## TEXT EXCERPT
+===+
Figure 1. Patient, male, 7 years old, with preexcitation syndrome on electrocardiogram, (A) preoperative M-mode echocardiogram shows the septum in congruent motion with the posterior wall of the LV (red triangle), with a localised convexity of the septum towards the right ventricle (white arrow); (B) echocardiogram of the parietal four-chambered heart shows an enlarged LV, with a bias of the septum towards the right ventricle, and localised dilatation of the basal segments (white arrow) in a paradoxical motion with the septum as a whole.

Figure 2

Figure 2. Patient, male, 11 years old, with preexcited dilated cardiomyopathy, left M-mode echocardiogram shows decreased septal and posterior left ventricular wall motion and reduced ejection fraction; transthoracic apical 4-chamber view shows spherical enlargement of the LV and thinning of the ventricular wall.
+===+
## SUPPLIED DATA
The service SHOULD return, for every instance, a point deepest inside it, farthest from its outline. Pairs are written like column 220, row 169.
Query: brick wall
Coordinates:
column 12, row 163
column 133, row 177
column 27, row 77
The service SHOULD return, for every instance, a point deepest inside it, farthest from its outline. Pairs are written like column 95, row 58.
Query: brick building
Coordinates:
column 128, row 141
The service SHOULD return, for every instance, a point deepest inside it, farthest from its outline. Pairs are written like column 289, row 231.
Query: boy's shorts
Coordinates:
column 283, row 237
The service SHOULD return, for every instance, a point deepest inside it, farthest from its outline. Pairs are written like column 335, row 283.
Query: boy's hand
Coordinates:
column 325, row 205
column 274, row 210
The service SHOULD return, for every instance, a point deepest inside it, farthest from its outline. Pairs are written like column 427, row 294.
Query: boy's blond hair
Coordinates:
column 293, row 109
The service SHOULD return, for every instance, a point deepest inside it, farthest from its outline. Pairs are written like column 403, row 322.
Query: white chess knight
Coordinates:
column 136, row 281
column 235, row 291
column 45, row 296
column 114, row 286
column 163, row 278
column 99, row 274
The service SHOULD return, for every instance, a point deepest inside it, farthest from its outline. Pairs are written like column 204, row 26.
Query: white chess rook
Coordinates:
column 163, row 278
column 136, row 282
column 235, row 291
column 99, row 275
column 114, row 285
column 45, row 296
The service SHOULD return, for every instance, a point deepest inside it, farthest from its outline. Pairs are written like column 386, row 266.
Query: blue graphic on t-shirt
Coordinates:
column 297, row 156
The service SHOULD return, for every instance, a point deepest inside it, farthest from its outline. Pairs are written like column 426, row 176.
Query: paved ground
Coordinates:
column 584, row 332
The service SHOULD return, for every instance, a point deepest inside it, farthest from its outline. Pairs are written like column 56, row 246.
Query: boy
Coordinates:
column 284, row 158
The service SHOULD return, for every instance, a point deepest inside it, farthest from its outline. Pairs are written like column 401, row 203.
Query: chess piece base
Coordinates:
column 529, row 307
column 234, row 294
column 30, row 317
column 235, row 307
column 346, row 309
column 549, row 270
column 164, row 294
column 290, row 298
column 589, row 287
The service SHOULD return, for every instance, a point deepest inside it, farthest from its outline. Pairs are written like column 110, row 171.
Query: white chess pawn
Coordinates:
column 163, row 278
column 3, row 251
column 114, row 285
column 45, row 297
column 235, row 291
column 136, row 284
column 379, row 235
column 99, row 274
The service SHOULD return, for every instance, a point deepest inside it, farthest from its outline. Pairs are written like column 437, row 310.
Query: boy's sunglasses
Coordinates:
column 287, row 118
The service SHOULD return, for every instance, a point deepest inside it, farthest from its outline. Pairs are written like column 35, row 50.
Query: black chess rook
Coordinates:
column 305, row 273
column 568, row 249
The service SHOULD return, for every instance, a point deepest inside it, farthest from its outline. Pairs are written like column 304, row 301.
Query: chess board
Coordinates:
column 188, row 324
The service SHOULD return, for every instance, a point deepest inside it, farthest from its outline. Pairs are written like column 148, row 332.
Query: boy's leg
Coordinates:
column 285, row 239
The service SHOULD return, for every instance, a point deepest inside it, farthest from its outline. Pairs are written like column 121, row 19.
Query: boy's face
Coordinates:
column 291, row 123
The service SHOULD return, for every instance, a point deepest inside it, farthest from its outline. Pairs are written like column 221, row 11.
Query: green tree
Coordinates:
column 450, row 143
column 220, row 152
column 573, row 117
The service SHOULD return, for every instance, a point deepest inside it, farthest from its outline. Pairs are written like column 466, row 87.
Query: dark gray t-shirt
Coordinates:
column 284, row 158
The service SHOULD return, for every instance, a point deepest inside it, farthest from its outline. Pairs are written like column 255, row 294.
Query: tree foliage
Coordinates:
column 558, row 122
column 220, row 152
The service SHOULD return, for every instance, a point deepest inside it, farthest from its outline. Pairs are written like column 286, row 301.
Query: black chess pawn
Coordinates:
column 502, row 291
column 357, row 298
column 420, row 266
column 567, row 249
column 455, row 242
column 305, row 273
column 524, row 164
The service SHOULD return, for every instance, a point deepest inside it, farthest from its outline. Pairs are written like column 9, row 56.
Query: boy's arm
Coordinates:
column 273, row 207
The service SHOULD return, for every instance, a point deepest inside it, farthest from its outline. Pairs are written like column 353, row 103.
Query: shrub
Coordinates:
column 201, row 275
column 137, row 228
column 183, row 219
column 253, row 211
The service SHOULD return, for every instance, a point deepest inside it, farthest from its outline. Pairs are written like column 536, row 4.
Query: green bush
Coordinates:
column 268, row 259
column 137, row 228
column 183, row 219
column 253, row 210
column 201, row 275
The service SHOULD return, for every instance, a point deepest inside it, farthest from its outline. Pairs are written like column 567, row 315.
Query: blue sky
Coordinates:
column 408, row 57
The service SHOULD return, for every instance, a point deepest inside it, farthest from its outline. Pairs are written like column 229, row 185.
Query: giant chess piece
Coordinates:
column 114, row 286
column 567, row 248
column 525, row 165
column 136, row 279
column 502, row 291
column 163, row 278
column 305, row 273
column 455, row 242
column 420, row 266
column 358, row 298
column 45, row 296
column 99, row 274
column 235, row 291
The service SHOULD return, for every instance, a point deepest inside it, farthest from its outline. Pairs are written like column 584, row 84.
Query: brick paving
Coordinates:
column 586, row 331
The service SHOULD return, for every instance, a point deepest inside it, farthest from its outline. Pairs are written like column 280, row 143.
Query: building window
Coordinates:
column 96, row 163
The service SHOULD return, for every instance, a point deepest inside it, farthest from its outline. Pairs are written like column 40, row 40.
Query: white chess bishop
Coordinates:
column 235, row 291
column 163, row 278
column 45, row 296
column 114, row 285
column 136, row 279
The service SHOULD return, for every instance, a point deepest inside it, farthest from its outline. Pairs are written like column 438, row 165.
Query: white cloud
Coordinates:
+===+
## PROBLEM SET
[A] How old is the patient in Figure 2 of the echocardiogram captions?
[B] What does the white arrow mark in panel (B) of Figure 1 in the echocardiogram captions, and how does that region move?
[C] What findings do the echocardiogram captions report for the 11-year-old patient in Figure 2?
Nothing in the listing is needed here.

## ANSWERS IN ORDER
[A] 11 years old.

[B] It marks a localized dilatation of the basal segments. That region moves paradoxically relative to the septum as a whole.

[C]
- Decreased septal wall motion
- Decreased posterior left ventricular wall motion
- Reduced ejection fraction
- Spherical enlargement of the LV
- Thinning of the ventricular wall